[Region labeling items]
[start]
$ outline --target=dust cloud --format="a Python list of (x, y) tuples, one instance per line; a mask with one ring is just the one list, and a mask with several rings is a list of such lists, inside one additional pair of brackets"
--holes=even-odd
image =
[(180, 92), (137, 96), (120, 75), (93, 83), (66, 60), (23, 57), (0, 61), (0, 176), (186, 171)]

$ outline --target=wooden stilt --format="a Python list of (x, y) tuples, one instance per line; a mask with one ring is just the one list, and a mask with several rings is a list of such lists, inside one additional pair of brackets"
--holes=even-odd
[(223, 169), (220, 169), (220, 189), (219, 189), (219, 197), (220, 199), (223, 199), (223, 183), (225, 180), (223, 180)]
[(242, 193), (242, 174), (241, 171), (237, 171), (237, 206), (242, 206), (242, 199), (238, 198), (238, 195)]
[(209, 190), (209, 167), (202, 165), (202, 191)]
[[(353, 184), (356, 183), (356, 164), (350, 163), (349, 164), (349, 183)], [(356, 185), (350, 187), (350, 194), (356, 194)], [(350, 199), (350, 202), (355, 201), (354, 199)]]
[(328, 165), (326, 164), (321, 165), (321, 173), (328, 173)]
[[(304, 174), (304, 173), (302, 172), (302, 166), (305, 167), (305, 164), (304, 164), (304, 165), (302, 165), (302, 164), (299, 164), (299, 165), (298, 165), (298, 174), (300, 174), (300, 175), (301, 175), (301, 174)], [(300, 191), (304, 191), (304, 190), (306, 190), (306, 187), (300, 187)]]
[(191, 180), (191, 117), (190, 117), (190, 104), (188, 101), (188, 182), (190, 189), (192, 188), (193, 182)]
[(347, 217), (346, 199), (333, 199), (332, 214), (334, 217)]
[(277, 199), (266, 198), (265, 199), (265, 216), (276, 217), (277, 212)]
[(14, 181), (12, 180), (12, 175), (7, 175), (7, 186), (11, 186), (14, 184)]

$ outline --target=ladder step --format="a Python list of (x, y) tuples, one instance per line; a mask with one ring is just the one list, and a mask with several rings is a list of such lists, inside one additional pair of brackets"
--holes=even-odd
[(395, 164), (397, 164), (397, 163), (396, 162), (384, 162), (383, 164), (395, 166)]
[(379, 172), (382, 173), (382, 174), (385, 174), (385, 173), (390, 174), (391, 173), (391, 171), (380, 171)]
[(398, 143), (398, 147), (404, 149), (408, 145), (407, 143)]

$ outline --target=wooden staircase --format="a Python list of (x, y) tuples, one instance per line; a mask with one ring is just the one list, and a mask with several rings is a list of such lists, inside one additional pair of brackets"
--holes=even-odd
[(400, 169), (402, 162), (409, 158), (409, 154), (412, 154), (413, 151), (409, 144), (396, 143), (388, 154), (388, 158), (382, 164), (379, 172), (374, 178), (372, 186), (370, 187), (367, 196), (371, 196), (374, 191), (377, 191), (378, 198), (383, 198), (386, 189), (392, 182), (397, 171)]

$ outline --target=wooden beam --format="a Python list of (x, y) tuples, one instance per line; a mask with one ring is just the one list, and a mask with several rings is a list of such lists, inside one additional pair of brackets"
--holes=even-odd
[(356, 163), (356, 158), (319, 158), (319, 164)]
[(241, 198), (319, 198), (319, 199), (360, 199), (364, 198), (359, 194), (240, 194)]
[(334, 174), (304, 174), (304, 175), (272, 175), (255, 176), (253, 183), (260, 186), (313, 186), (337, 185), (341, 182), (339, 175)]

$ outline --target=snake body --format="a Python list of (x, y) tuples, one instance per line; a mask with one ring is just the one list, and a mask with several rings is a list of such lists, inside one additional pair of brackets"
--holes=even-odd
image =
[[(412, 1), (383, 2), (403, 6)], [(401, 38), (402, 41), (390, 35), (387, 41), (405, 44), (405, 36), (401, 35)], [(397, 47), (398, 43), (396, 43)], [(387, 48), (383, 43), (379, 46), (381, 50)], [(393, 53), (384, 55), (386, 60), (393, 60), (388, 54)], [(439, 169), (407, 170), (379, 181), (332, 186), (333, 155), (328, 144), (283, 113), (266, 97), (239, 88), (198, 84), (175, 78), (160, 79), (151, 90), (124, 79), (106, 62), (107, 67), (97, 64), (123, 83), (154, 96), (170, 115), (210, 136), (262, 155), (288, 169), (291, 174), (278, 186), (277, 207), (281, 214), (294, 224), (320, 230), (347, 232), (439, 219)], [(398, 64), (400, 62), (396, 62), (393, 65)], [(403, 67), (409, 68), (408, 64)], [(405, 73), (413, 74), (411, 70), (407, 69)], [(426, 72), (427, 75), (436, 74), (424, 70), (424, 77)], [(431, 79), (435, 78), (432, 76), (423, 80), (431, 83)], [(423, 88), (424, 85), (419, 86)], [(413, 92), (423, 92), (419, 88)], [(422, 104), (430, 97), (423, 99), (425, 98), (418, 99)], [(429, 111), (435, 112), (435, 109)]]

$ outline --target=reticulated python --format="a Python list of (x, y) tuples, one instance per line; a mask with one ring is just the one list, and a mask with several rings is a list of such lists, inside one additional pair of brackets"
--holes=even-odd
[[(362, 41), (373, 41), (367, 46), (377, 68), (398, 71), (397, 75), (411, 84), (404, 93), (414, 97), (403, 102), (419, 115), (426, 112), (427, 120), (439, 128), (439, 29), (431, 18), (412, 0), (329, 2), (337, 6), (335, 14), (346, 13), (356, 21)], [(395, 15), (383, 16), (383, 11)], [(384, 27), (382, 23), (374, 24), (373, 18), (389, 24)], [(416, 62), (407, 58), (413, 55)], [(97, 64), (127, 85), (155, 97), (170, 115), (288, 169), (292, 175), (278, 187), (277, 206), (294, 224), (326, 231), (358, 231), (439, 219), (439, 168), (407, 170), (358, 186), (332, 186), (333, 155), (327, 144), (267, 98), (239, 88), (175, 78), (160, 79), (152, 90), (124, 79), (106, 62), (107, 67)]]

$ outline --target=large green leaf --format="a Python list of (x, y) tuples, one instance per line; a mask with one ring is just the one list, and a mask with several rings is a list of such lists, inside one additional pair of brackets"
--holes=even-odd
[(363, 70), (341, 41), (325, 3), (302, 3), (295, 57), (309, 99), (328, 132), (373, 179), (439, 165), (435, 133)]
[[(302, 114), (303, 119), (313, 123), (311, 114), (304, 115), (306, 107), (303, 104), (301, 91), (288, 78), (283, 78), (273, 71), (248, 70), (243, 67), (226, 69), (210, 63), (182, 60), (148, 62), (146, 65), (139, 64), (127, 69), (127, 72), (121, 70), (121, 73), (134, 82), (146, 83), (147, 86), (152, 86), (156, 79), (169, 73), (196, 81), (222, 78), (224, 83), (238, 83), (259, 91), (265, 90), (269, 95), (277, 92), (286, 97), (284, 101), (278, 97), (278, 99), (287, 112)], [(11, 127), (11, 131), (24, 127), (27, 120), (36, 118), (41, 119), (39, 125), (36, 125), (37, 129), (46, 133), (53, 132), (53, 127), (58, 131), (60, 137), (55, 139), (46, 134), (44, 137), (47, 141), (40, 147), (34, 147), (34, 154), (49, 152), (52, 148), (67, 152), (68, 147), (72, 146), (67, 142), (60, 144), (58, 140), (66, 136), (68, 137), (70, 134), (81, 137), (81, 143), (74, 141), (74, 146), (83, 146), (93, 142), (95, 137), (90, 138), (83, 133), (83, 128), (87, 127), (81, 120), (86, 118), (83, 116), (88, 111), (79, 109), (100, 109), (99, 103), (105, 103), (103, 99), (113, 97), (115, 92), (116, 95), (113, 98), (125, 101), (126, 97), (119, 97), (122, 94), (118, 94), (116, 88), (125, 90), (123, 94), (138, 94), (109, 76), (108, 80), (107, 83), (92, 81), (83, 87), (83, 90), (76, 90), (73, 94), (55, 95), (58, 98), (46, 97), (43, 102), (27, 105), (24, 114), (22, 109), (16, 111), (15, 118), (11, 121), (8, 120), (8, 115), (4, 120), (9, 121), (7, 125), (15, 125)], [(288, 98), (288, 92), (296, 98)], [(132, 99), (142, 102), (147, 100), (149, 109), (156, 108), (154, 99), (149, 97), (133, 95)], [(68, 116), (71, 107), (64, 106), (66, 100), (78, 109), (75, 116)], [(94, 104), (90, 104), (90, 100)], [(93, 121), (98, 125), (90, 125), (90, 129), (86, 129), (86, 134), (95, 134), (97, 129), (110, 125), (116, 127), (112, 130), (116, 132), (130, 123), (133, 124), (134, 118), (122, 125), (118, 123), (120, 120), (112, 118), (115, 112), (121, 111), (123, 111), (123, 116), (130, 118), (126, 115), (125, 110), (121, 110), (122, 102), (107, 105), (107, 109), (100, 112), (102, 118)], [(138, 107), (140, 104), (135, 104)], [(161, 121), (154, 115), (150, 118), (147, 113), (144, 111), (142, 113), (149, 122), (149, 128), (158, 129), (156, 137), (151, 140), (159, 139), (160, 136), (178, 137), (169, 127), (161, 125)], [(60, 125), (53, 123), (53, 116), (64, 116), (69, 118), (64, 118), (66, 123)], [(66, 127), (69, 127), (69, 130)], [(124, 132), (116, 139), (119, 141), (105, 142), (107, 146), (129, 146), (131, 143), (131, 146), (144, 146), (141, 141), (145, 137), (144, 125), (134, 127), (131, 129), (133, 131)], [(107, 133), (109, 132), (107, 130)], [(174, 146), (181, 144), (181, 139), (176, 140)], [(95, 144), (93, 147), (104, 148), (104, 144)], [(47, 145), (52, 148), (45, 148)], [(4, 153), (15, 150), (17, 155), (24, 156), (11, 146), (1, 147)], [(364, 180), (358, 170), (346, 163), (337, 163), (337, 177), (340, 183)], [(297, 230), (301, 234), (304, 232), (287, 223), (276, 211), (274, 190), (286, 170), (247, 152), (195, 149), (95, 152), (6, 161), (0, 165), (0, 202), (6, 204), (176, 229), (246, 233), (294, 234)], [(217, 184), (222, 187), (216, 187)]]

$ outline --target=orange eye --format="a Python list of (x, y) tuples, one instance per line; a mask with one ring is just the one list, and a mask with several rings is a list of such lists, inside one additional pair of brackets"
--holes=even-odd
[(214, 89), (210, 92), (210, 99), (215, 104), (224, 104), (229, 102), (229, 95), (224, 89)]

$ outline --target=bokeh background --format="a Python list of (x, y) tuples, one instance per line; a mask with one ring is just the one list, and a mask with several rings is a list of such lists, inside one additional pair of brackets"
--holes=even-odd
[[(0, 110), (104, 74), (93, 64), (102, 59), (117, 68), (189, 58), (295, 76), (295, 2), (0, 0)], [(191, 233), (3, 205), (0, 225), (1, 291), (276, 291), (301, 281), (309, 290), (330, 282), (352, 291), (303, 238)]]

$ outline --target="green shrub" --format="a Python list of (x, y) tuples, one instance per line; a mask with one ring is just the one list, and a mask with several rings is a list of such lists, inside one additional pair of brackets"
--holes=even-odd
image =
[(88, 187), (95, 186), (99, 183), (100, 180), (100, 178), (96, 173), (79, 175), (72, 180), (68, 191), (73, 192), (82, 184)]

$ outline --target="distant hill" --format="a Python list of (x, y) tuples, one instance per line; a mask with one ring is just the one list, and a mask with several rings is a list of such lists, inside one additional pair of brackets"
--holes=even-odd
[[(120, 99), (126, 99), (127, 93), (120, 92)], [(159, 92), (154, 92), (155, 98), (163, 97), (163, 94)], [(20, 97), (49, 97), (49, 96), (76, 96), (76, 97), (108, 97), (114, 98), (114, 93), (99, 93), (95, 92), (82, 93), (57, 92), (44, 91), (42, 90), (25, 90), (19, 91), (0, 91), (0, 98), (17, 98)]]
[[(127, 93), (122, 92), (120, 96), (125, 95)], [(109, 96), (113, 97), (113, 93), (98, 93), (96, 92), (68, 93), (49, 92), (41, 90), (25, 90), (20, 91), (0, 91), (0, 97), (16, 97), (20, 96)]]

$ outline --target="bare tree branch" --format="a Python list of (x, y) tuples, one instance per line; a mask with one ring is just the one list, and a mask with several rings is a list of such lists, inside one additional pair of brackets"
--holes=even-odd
[end]
Change "wooden stilt" to "timber post" in the part of the records that runs from the start through the line containing "186), (14, 184)]", and write that part out again with nothing else altered.

$ outline --target=dust cloud --format="a Python list of (x, y) tuples, one instance per line; a mask with one ring is just the one list, and a mask with several rings is a list of such lists, inside one additional pair of brackets"
--holes=even-odd
image =
[(180, 92), (137, 96), (120, 75), (93, 83), (66, 60), (23, 57), (0, 61), (0, 176), (186, 171)]

$ outline --target=timber post --format="a Python list of (x, y) tuples, one instance per line; a mask with one ring is just the one list, and a mask with several rings is a list of such lists, inside one additional pair of brackets"
--holes=even-odd
[(223, 169), (220, 169), (220, 189), (219, 189), (219, 197), (220, 199), (223, 199), (223, 183), (225, 180), (223, 180)]
[(242, 193), (242, 174), (241, 171), (237, 171), (237, 206), (242, 206), (242, 199), (238, 198), (238, 195)]
[(209, 190), (209, 167), (202, 165), (202, 191)]
[[(353, 184), (356, 183), (356, 164), (350, 163), (349, 164), (349, 183)], [(356, 185), (350, 187), (350, 194), (356, 194)], [(350, 199), (350, 202), (355, 201), (354, 199)]]
[(328, 165), (326, 164), (321, 165), (321, 173), (328, 173)]
[[(304, 174), (304, 173), (302, 172), (302, 166), (305, 167), (305, 164), (304, 164), (304, 165), (302, 165), (302, 164), (299, 164), (299, 165), (298, 165), (298, 174), (300, 174), (300, 175), (301, 175), (301, 174)], [(300, 191), (304, 191), (304, 190), (306, 190), (306, 187), (300, 187)]]
[(191, 180), (191, 117), (190, 117), (190, 104), (188, 101), (188, 182), (190, 189), (192, 188), (193, 182)]
[(347, 217), (346, 199), (333, 199), (332, 214), (334, 217)]
[(277, 199), (266, 198), (265, 199), (265, 216), (276, 217), (277, 212)]
[(14, 181), (12, 180), (12, 175), (7, 175), (7, 186), (11, 186), (14, 184)]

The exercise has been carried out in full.